====== Texto del ejercicio ======
Ver un anciano cojear me parecía normal
Enfermos y Debilidad
| José María Lorenzo Amelibia
Ver un anciano cojear me parecía normal
De niño, todo me parecía normal. Al ver un anciano, encorvado por el peso de los años, ni siquiera se me ocurría pensar como posible su antigua juventud y lozanía. El siempre debió ser viejo… Los mendigos, los monjes y sacerdotes, los enfermos incurables, todo natural: así debieron haber nacido. Jamás barrunté el esfuerzo en unos para mantener la virtud, ni en otros para soportar con paciencia su dolor. La misma santidad de María Inmaculada, no me llamaba entonces la atención; sus estampas eran bonitas, eso sí, pero no llegaba a trascender mi pobre imaginación de niño. Ahora, en la madurez, todo cambia. Contemplo con emoción al anciano, que labora para mantener su cuerpo en equilibrio; al sacerdote en afán de santidad y pura oblación mística a Dios en el servicio de sus hermanos; a María, Madre de Dios y nuestra: ¡Belleza en lo moral por encima de toda hermosura…!
Amigo enfermo: si sufres mucho o poco, el mundo va a seguir igual; incluso la mayoría de las personas pasarían indiferentes delante de tu lecho o de tu dolor: Observarán tu conducta con la indiferencia del extraño pasajero; lo mismo si eres bueno como si eres malo; lo mismo si llevas cinco días en cama, como cinco años. Si enfermas o llegas a pedir limosna, quisieras, tal vez, esconderte debajo de las piedras del camino, pero la gente todo lo observará de forma natural.
Para Dios, para las personas sensibles al dolor, para las almas que se benefician de tu bondad y santidad por aquello de la “Comunión de los santos”, no es lo mismo una cosa que otra. Vive en la fe. Vive los días amargos e iguales de estancia en la clínica o recluido en tu casa, con gran amor a Dios. Has de saber que tu vida no es inútil. Que cuando pasemos todos, la frontera de esta vida: resplandecerás en el Cielo con una luz especial. Y esto no es un consuelo vano; es una realidad de fe. Ya lo decía San Pablo: “Las penalidades de esta vida no tienen comparación con la gloria que ha de manifestarse en nosotros”.
Y tú, eleva el alma a María Inmaculada. La intuyes alejada de toda falsa apariencia. No desea ella contentar al mundo, sino a sólo Dios. Considera caduca y vacua la gloria de ricos y poderosos: humos de leña verde en un atardecer invernal. Vamos a seguir los pasos de María: ella disfruta ahora de la Sabiduría Eterna; y su existencia normal fue dar gloria y servir a Dios. Ella te ayuda en el sufrimiento. Confía.
====== Los datos ======
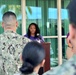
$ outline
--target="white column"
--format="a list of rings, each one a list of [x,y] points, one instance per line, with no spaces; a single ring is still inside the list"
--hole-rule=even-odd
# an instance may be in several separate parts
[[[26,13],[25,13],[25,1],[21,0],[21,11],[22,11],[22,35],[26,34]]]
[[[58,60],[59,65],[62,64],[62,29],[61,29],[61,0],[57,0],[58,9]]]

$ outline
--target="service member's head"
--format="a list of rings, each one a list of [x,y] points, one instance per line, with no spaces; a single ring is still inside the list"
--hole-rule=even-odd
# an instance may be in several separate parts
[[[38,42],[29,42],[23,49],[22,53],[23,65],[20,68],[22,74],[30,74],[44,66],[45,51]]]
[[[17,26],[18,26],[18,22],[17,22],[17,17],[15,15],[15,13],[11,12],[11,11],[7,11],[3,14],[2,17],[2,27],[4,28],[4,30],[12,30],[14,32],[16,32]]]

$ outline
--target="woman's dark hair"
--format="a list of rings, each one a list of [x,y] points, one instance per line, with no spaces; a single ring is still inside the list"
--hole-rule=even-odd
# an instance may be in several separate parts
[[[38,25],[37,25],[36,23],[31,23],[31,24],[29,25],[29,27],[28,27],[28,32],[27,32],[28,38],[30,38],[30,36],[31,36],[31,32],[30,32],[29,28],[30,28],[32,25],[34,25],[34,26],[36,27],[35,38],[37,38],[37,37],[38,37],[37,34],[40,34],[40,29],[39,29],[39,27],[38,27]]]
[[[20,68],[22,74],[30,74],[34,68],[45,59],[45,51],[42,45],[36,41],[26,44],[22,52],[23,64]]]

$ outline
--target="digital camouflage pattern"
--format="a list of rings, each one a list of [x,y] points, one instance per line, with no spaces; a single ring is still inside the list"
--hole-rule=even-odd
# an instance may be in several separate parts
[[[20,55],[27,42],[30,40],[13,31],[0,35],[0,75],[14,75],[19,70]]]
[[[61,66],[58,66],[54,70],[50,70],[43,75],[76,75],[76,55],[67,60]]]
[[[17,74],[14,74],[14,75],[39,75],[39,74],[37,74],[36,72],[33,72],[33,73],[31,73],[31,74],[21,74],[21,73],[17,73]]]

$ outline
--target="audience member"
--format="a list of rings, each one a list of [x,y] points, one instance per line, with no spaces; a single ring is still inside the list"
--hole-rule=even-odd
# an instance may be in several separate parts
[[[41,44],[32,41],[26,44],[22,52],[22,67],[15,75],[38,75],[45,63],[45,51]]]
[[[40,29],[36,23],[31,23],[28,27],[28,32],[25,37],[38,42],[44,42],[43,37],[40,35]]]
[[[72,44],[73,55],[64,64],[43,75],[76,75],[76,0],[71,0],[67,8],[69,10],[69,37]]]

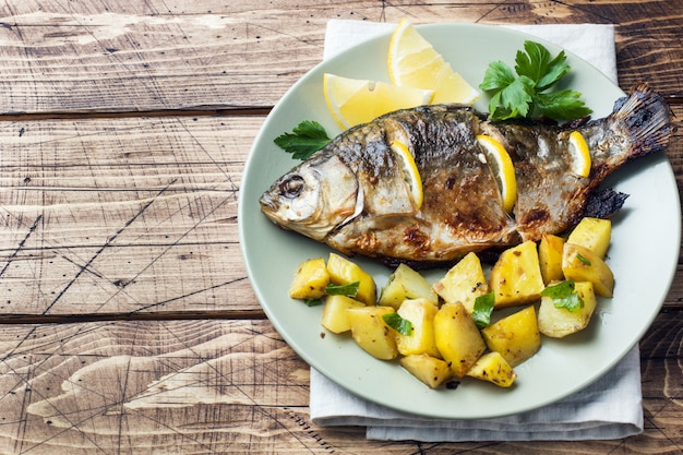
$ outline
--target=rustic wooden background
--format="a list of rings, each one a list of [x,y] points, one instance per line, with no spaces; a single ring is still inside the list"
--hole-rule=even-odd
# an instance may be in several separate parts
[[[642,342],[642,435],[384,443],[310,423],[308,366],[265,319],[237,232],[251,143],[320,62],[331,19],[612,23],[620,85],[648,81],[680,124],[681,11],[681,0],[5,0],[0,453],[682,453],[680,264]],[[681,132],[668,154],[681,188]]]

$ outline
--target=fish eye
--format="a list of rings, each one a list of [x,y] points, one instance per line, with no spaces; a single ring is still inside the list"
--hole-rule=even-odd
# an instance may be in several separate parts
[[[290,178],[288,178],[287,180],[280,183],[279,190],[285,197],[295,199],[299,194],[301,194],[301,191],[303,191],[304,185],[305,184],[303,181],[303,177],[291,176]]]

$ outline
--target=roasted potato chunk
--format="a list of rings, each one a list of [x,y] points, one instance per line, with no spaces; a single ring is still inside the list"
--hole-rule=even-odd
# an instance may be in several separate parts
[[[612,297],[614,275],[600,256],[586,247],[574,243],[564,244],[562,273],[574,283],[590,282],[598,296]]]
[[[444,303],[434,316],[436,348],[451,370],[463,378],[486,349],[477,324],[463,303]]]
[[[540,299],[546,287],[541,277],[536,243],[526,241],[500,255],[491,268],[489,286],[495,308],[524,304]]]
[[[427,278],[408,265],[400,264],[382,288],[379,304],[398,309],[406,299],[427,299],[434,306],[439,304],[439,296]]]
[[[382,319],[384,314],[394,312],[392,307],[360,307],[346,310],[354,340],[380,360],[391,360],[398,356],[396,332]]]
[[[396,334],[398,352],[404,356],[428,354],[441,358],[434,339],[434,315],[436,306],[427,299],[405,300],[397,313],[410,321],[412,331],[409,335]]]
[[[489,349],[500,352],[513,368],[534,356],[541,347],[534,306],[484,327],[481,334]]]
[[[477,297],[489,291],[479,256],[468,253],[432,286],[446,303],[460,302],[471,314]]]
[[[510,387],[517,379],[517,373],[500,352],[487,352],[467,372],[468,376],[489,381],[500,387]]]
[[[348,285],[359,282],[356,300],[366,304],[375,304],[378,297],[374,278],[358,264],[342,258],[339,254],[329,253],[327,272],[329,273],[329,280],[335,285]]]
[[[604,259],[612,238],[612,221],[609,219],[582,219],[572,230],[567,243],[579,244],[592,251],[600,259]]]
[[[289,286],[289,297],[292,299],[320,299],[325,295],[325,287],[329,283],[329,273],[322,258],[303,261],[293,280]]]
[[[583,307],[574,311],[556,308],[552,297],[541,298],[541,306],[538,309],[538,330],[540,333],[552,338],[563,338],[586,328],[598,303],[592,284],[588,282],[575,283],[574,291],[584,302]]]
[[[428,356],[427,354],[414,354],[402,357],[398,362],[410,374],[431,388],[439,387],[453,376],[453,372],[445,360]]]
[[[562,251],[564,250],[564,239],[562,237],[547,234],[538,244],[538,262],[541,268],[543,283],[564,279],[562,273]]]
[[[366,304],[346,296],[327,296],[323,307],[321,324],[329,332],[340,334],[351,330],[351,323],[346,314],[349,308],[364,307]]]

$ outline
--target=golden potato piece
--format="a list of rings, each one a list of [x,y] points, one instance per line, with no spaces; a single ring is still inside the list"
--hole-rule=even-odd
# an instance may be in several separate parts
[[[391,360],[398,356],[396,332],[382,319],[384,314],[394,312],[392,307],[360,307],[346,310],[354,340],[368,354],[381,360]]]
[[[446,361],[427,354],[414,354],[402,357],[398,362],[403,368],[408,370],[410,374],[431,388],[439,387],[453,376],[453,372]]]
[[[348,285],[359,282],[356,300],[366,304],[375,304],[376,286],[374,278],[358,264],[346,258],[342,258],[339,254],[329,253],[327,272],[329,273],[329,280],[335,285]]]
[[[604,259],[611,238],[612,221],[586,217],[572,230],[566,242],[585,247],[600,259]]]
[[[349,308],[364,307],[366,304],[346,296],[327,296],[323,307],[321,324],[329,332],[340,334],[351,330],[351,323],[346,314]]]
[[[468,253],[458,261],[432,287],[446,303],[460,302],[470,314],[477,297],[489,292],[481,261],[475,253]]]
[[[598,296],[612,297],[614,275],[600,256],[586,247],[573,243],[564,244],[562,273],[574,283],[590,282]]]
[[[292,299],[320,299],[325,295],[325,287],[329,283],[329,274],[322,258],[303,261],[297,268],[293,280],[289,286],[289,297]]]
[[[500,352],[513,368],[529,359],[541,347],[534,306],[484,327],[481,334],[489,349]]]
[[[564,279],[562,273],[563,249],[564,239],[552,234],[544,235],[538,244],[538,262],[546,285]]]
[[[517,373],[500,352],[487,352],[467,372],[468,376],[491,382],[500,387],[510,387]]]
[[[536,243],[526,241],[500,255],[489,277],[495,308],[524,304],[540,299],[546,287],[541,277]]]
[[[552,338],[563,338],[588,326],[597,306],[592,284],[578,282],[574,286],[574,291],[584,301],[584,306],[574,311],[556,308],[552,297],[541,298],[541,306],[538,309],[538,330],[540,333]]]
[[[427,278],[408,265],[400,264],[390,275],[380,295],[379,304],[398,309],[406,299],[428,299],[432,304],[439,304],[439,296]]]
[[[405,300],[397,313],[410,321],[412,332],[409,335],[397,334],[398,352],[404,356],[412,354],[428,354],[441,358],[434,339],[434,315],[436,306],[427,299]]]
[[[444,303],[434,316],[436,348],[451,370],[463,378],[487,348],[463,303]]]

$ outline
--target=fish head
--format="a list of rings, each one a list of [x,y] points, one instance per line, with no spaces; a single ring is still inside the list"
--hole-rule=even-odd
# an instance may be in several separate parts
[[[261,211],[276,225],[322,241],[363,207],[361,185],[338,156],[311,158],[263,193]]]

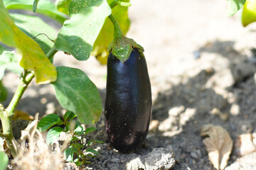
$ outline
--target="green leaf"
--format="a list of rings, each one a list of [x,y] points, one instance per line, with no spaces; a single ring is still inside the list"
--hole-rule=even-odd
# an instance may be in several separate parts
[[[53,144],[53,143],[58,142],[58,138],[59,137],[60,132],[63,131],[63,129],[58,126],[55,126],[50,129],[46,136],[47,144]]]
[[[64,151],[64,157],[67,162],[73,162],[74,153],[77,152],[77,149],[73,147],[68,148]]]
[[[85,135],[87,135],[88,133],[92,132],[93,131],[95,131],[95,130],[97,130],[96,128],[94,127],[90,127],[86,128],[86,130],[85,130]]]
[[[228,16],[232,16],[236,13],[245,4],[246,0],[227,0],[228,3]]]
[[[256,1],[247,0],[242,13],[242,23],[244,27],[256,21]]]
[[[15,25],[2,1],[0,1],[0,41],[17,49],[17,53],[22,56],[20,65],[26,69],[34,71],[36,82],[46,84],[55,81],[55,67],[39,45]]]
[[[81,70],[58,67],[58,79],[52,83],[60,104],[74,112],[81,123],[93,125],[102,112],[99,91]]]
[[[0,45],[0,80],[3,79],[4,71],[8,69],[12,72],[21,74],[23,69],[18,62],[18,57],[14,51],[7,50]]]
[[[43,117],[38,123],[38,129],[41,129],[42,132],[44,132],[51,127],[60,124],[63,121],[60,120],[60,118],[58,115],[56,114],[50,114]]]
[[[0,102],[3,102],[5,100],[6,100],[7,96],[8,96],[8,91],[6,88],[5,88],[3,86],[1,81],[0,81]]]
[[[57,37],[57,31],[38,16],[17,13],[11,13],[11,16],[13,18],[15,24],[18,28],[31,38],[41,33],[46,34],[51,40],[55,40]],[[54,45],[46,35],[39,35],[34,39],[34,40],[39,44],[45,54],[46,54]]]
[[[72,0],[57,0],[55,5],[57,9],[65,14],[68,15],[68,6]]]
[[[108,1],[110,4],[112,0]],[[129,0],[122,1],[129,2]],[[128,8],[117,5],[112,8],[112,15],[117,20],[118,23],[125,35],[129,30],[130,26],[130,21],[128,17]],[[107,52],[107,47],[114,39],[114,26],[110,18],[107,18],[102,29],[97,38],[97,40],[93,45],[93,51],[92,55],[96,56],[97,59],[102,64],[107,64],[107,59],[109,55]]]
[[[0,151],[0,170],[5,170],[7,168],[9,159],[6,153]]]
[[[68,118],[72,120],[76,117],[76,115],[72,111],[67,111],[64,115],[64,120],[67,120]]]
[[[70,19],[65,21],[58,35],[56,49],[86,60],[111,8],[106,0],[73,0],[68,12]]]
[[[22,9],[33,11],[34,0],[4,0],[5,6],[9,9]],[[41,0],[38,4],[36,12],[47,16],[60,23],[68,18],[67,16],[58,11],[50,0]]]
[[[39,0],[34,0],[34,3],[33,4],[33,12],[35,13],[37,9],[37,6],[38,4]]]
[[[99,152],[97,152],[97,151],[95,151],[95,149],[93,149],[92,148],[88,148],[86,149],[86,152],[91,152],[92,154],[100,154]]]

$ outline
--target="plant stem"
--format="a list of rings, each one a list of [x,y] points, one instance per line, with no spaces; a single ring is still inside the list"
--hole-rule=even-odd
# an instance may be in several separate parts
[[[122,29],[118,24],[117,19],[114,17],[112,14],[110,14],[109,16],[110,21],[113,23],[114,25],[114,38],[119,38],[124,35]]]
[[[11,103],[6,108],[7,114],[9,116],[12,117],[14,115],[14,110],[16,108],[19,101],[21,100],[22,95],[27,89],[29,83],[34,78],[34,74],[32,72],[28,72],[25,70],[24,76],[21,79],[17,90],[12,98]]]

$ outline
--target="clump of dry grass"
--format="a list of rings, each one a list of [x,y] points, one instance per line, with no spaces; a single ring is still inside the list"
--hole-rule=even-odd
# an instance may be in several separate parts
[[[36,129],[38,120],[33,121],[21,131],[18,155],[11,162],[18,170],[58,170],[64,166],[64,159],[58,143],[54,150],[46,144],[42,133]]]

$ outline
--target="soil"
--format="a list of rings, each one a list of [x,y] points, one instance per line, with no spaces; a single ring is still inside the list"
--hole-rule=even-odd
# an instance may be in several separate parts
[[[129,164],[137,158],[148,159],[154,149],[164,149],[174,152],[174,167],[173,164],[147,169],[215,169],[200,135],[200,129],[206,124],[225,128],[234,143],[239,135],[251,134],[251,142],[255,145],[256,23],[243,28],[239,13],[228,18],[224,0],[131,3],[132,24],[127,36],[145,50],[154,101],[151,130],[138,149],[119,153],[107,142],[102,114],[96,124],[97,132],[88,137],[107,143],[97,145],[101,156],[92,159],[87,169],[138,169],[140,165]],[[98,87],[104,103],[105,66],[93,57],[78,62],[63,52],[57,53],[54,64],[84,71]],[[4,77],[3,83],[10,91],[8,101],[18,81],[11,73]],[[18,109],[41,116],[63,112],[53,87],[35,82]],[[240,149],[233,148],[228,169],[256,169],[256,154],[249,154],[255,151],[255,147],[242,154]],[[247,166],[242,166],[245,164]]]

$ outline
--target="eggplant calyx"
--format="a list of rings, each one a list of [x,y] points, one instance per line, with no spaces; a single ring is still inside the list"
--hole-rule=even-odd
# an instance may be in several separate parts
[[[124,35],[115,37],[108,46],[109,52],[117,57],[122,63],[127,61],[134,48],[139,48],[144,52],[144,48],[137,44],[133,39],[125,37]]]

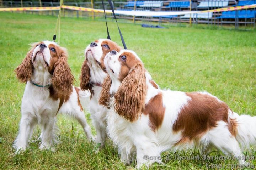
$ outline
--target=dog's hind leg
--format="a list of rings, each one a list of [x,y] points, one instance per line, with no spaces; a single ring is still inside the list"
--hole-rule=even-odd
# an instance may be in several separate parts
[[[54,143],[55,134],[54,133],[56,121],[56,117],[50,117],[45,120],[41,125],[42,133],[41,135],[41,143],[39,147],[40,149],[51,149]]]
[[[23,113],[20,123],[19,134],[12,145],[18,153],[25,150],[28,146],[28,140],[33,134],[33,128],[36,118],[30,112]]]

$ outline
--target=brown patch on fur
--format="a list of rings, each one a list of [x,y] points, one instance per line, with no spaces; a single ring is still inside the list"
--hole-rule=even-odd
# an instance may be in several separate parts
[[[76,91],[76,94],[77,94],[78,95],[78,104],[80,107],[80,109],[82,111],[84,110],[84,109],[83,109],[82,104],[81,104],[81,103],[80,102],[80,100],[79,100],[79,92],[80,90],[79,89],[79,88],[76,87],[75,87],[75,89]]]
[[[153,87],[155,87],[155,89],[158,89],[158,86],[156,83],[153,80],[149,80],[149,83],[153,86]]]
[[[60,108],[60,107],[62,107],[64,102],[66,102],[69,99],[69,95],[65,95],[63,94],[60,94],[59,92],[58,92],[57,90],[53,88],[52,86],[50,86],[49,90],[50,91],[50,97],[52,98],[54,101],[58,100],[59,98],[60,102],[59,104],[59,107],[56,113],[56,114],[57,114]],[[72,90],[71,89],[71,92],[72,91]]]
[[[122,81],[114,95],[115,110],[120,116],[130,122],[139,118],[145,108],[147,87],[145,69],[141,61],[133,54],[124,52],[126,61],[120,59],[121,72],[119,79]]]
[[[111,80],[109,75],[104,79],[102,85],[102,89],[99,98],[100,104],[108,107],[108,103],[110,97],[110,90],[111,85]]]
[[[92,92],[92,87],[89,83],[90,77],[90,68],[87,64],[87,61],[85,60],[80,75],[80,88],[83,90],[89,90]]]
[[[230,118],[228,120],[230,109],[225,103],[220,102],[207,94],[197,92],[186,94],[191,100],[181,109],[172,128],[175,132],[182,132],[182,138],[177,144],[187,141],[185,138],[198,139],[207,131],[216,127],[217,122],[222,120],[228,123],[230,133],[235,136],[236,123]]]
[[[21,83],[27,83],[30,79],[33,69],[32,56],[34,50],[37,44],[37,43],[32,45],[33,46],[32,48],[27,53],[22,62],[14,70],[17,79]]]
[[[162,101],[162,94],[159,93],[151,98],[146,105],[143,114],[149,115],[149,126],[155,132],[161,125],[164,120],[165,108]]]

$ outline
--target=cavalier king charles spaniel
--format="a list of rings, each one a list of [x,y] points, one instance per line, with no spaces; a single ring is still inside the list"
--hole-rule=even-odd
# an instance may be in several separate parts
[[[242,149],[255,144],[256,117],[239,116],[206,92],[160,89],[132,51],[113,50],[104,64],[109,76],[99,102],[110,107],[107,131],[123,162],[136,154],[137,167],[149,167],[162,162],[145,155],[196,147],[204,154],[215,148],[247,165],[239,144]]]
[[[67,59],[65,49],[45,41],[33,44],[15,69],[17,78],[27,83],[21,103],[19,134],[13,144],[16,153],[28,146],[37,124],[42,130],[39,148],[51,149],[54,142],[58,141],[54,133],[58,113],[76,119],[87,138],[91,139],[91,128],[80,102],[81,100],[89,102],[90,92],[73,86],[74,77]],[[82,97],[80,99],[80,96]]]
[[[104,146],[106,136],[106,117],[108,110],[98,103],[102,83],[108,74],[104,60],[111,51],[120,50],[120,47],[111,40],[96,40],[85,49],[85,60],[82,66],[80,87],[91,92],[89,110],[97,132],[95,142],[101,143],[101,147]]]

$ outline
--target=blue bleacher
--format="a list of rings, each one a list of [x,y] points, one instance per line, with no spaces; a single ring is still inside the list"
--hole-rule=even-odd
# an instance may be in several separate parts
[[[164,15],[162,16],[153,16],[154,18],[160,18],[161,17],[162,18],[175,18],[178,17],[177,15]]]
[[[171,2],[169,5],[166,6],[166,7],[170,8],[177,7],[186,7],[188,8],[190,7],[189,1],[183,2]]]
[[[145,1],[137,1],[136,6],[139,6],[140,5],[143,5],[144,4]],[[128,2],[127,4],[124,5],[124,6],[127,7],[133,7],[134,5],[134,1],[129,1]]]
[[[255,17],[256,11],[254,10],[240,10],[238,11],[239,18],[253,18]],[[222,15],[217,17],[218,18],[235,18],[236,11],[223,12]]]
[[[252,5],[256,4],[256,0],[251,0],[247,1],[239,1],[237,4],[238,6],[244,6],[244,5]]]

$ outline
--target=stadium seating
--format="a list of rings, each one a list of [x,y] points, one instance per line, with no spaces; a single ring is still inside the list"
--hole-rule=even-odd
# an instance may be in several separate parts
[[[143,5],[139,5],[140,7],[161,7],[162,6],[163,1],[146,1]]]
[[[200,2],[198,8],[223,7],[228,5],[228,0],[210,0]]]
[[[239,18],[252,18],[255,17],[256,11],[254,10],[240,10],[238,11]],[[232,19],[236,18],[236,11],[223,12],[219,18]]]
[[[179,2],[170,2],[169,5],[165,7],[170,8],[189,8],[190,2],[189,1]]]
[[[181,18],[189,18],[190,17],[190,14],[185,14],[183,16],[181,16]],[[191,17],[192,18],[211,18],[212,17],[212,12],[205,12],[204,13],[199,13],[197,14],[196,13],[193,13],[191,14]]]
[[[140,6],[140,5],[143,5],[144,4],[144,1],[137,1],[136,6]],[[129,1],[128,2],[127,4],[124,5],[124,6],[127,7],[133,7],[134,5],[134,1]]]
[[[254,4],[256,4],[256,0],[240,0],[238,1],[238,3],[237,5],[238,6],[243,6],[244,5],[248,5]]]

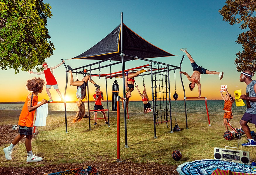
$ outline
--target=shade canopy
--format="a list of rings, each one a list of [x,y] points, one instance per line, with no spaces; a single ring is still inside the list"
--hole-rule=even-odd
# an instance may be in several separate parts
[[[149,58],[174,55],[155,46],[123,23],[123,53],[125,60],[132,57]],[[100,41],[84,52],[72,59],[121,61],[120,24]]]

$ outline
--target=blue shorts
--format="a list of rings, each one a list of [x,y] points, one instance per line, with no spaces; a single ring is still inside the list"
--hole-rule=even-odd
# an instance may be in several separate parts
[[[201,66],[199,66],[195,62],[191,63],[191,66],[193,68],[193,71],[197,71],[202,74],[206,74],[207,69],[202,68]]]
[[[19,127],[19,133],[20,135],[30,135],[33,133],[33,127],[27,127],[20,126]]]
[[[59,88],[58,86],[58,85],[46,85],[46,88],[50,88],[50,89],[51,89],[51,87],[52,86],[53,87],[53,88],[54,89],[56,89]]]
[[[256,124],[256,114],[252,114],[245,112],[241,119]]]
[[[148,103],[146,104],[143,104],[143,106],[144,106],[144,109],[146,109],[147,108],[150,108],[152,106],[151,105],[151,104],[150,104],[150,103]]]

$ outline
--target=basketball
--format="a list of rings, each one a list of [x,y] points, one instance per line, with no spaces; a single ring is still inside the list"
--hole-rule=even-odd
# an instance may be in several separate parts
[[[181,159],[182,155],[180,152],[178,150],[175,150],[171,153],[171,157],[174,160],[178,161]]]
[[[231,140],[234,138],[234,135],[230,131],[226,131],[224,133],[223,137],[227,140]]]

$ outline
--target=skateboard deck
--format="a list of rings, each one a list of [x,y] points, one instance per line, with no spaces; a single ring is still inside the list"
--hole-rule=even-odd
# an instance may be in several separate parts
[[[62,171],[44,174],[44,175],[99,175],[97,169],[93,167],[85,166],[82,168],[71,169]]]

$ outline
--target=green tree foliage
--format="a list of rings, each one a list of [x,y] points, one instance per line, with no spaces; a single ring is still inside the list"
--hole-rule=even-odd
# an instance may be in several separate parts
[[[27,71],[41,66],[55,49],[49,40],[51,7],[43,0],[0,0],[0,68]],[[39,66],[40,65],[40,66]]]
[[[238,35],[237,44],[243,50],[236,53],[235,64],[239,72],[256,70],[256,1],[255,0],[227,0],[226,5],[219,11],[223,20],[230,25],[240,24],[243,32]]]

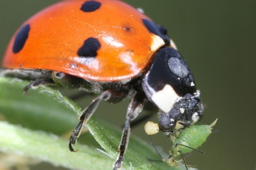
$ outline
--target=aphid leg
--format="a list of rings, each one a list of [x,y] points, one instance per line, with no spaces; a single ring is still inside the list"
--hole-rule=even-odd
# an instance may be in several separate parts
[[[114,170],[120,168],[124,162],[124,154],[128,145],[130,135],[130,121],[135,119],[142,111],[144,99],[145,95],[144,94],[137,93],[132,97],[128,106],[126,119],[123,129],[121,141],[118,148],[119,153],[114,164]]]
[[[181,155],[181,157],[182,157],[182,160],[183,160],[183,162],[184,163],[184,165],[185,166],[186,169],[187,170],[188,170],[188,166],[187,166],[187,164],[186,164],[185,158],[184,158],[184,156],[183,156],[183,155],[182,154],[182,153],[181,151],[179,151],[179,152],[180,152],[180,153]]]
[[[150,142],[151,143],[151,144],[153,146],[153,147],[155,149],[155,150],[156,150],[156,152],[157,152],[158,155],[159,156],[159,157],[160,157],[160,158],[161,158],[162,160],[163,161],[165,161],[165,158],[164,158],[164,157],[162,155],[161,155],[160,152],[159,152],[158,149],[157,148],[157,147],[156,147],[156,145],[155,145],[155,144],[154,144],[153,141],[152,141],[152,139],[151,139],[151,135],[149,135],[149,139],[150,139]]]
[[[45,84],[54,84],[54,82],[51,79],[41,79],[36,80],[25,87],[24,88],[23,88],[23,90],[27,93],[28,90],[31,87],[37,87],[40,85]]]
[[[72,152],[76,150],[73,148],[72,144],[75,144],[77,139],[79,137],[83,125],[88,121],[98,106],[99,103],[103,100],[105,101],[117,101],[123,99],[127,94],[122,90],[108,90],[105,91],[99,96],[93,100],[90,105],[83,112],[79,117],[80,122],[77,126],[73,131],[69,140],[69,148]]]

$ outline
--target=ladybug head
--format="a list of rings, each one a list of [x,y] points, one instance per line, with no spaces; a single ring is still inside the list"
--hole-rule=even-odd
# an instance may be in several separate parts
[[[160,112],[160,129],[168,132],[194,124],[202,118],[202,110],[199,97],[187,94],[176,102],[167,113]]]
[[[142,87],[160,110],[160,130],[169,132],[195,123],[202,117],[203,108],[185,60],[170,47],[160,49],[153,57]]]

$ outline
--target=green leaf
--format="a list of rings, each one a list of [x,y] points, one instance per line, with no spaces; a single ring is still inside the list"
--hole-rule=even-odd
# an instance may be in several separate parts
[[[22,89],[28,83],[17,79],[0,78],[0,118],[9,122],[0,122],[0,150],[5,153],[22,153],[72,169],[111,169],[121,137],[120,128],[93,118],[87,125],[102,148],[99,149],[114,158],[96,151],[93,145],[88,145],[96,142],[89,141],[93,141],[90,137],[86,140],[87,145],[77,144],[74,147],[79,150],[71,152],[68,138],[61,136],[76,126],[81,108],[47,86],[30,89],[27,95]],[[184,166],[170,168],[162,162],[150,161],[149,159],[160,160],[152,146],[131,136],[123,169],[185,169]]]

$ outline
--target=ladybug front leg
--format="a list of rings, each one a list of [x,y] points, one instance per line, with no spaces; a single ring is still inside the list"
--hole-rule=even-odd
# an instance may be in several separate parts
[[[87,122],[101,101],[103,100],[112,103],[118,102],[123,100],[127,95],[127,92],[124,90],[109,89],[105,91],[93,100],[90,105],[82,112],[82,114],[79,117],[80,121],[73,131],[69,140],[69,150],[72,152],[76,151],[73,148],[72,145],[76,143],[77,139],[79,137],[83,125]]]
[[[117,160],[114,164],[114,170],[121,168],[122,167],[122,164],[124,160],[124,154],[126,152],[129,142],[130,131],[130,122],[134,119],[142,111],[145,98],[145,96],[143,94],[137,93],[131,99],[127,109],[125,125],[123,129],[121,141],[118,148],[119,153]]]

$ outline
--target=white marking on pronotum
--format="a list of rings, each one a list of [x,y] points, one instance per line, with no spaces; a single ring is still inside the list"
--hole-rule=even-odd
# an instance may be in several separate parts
======
| Instrucciones de trabajo |
Por favor, contesta estas preguntas sobre el texto del ejercicio:
1. Según el primer párrafo, ¿cómo parecía todo en la niñez?
2. ¿A qué santo se cita con una frase sobre las penalidades de esta vida?
3. ¿Con qué se compara la gloria de ricos y poderosos?

| Solución del ejercicio |
1. Todo parecía normal.
2. A San Pablo.
3. Con humos de leña verde en un atardecer invernal.